* **Stated task A**
For each statement below, say whether the patent case excerpt supports it, answering yes or no and quoting the deciding words of the text: (i) Pfaff filed his patent application on April 19, 1982; (ii) the Patent Act contains an express reduction to practice requirement; (iii) Pfaff sent his drawings to a manufacturer in January 1981.
* **Stated task B**
According to the patent case excerpt, representatives of which company asked Pfaff to develop a new device for mounting and removing semiconductor chip carriers?
* **Stated task C**
Print everything in the patent case excerpt from "(c) The on-sale" down to "Stevens, J.".

Held: Pfaff’s patent is invalid because the invention had been on sale for more than one year in this country before he filed his patent application.
(a) The primary meaning of “invention” in the Patent Act unquestionably refers to the inventor’s conception rather than to a physical embodiment of that idea. The statute contains no express “reduction to practice” requirement, see Sections 100, 101, 102(g), and it is well settled that an invention may be patented before it is reduced to practice. In The Telephone Cases, 126 U.S. 1, 535-536, this Court upheld a patent issued to Alexander Graham Bell even though he had filed his application before constructing a working telephone. Applying the reasoning of The Telephone Cases to the facts of this case, it is evident that Pfaff could have obtained a patent when he accepted Texas Instruments’ order, for at that time he provided the manufacturer with a description and drawings of “sufficient clearness and precision to enable those skilled in the matter” to produce the device, id.,at 536.
(b) Pfaff’s nontextual argument-that longstanding precedent, buttressed by the interest in providing inventors with a clear standard identifying the onset of the 1-year period, justifies a special interpretation of “invention” in Section 102(b) – is rejected. While reduction to practice provides sufficient evidence that an invention is complete, the facts of The Telephone Cases and this case show that such proof is not necessary in every case.
(c) The on-sale bar applies when two conditions are satisfied before the critical date. First, the product must be the subject of a commercial offer for sale. Here, the acceptance of the purchase order prior to April 8, 19 81, makes it clear that such an offer had been made, and there is no question that the sale was commercial. Second, the invention must be ready for patenting. That condition may be satisfied in at least two ways: by proof of reduction to practice before the critical date; or by proof that prior to the critical date the inventor had prepared drawings or other descriptions of the invention that were sufficiently specific to enable a person skilled in the art to practice the invention. This condition is satisfied here because the drawings sent to the manufacturer before the critical date fully disclosed the invention.
124 F.3d 1429 [43 USPQ2d 1928], affirmed.
Stevens, J.
<525 U.S. 57> Section 102(b) of the Patent Act of 1952 provides that no person is entitled to patent an “invention” that has been “on sale” more than one year before filing a patent application.1 We granted certiorari to determine whether the commercial marketing of a newly invented product may mark the beginning of the 1-year period even though the invention has not yet been reduced to practice.2
On April 19, 1982, petitioner, Wayne Pfaff, filed an application for a patent on a computer chip socket. Therefore, April 19, 1981, constitutes the critical date for purposes of the on-sale bar of 35 U.S.C. Section 102(b); if the 1-year period <525 U.S. 58> began to run before that date, Pfaff lost his right to patent his invention. <48 USPQ2d 1643>
Pfaff commenced work on the socket in November 1980, when representatives of Texas Instruments asked him to develop a new device for mounting and removing semiconductor chip carriers. In response to this request, he prepared detailed engineering drawings that described the design, the dimensions, and the materials to be used in making the socket. Pfaff sent those drawings to a manufacturer in February or March 1981.

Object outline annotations
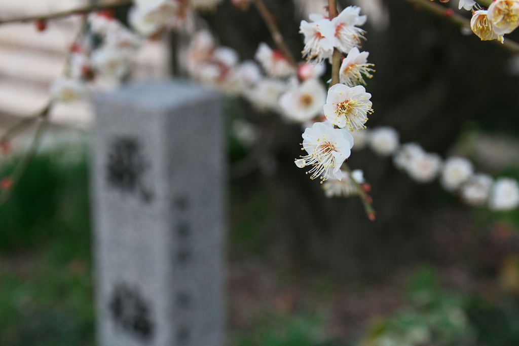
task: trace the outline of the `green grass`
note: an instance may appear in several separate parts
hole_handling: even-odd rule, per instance
[[[37,156],[0,208],[3,346],[93,344],[87,158],[64,154]]]

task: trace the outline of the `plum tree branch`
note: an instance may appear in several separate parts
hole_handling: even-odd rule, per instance
[[[69,17],[73,15],[84,15],[90,13],[93,11],[98,11],[103,9],[112,9],[121,7],[122,6],[131,5],[132,0],[119,0],[116,3],[110,3],[106,4],[95,4],[88,6],[78,7],[66,11],[61,11],[47,15],[41,16],[29,16],[26,17],[21,17],[15,18],[8,18],[6,19],[0,19],[0,25],[3,24],[9,24],[10,23],[24,23],[26,22],[34,21],[35,20],[48,20],[50,19],[57,19],[65,17]]]
[[[268,31],[270,32],[270,35],[272,36],[272,39],[274,41],[274,43],[285,55],[286,59],[289,60],[290,63],[297,67],[297,62],[286,45],[286,43],[283,38],[283,35],[278,27],[278,24],[276,23],[274,16],[269,11],[263,0],[254,0],[254,4],[258,12],[260,12],[260,15],[261,16],[262,18],[267,25]]]

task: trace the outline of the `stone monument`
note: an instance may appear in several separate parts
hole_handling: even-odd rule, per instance
[[[222,346],[221,100],[184,82],[94,98],[92,204],[99,346]]]

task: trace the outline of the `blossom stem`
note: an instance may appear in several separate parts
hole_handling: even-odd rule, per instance
[[[117,8],[131,5],[132,3],[132,0],[118,0],[116,3],[111,2],[107,4],[95,4],[82,7],[78,7],[72,10],[55,12],[43,16],[29,16],[28,17],[9,18],[7,19],[0,19],[0,25],[10,23],[23,23],[38,20],[48,20],[50,19],[57,19],[68,17],[72,15],[84,15],[93,11]]]
[[[337,0],[328,0],[328,13],[330,19],[337,17]],[[331,87],[339,83],[339,73],[340,69],[340,52],[337,48],[333,49],[332,57],[332,82]]]
[[[417,5],[418,9],[424,8],[429,12],[448,19],[451,23],[460,26],[470,28],[470,20],[456,12],[446,11],[449,9],[430,0],[406,0],[407,2]],[[492,3],[491,0],[477,0],[482,6],[487,6]],[[484,5],[486,4],[486,5]],[[497,39],[492,42],[499,45],[500,47],[508,50],[512,53],[519,53],[519,43],[507,38],[503,43]]]
[[[350,180],[351,181],[355,184],[356,187],[359,190],[360,193],[359,194],[359,196],[360,197],[361,201],[362,201],[362,204],[364,205],[364,209],[366,211],[366,215],[368,216],[370,220],[373,221],[375,220],[375,209],[373,209],[373,207],[371,205],[371,203],[370,199],[366,193],[366,192],[364,191],[362,187],[360,185],[357,180],[353,178],[351,175],[351,169],[350,168],[349,166],[348,165],[346,162],[343,164],[343,166],[342,167],[345,171],[348,172],[348,174],[349,175]]]
[[[294,67],[297,67],[297,62],[283,38],[283,35],[279,31],[278,24],[276,24],[276,20],[274,19],[274,16],[268,10],[263,0],[254,0],[254,3],[258,12],[260,12],[260,15],[261,16],[265,24],[267,24],[267,28],[270,32],[270,35],[272,36],[272,39],[274,41],[274,43],[279,50],[284,54],[285,57],[289,60],[290,63]]]

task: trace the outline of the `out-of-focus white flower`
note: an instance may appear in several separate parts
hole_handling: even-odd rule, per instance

* **Correct result A**
(i) Yes: "On April 19, 1982, petitioner, Wayne Pfaff, filed an application for a patent on a computer chip socket."
(ii) No: "The statute contains no express “reduction to practice” requirement"
(iii) No: "Pfaff sent those drawings to a manufacturer in February or March 1981."

* **Correct result B**
Texas Instruments.

* **Correct result C**
(c) The on-sale bar applies when two conditions are satisfied before the critical date. First, the product must be the subject of a commercial offer for sale. Here, the acceptance of the purchase order prior to April 8, 19 81, makes it clear that such an offer had been made, and there is no question that the sale was commercial. Second, the invention must be ready for patenting. That condition may be satisfied in at least two ways: by proof of reduction to practice before the critical date; or by proof that prior to the critical date the inventor had prepared drawings or other descriptions of the invention that were sufficiently specific to enable a person skilled in the art to practice the invention. This condition is satisfied here because the drawings sent to the manufacturer before the critical date fully disclosed the invention.
124 F.3d 1429 [43 USPQ2d 1928], affirmed.
Stevens, J.